[Saved entries]
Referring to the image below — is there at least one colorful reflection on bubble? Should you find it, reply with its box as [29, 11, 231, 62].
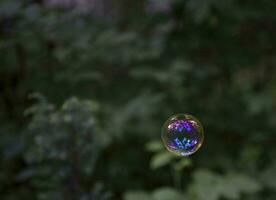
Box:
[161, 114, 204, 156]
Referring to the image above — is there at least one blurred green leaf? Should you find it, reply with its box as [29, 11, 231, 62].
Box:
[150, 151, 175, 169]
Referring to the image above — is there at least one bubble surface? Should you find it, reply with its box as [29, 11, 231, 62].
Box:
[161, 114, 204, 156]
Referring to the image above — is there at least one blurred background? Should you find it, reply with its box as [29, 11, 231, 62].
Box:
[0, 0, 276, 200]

==

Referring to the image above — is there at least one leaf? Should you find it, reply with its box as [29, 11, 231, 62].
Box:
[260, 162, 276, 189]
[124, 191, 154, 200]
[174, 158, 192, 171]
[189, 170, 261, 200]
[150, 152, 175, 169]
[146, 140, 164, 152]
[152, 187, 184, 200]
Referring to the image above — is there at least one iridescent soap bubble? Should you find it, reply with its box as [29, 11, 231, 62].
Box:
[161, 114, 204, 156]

--

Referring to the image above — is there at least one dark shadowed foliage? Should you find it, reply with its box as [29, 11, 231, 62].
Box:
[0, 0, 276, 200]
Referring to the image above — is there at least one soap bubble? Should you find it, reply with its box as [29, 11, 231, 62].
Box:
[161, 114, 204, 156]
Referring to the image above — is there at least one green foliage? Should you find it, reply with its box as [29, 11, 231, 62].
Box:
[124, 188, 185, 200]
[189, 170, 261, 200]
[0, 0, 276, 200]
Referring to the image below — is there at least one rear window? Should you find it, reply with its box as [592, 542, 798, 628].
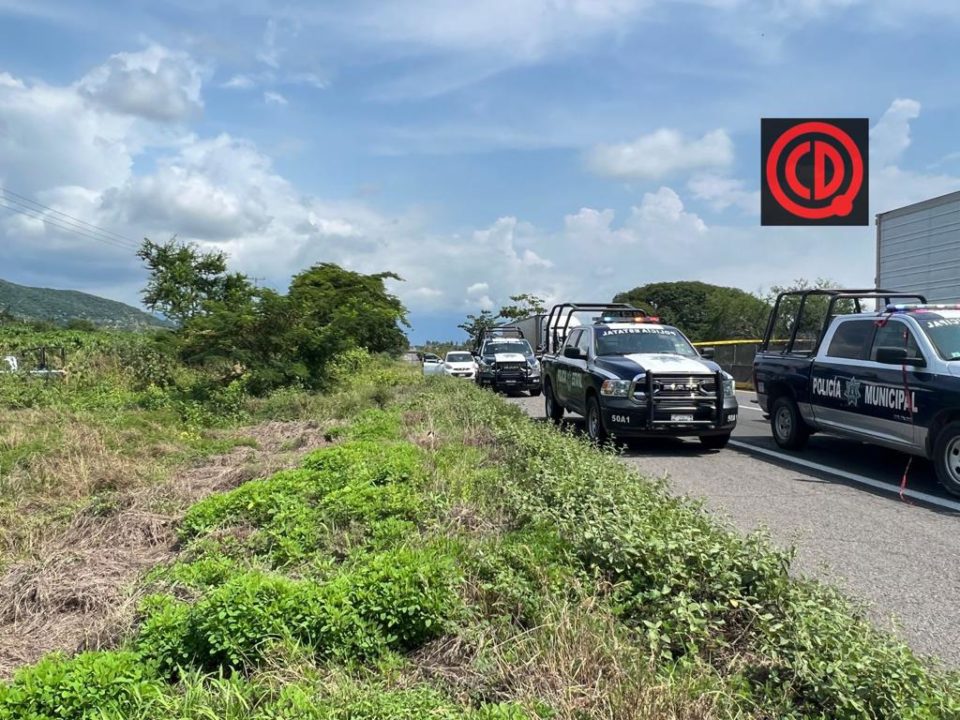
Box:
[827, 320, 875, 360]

[To do] Show every line in the saved entries above that contains the word "soap".

[Output]
Referring to the image above — is there at least one iridescent soap bubble? Should you find it, reply with its box as [29, 11, 231, 62].
Referring to the image above — is there at least one soap bubble? Should you find it, reply with its box as [29, 11, 231, 62].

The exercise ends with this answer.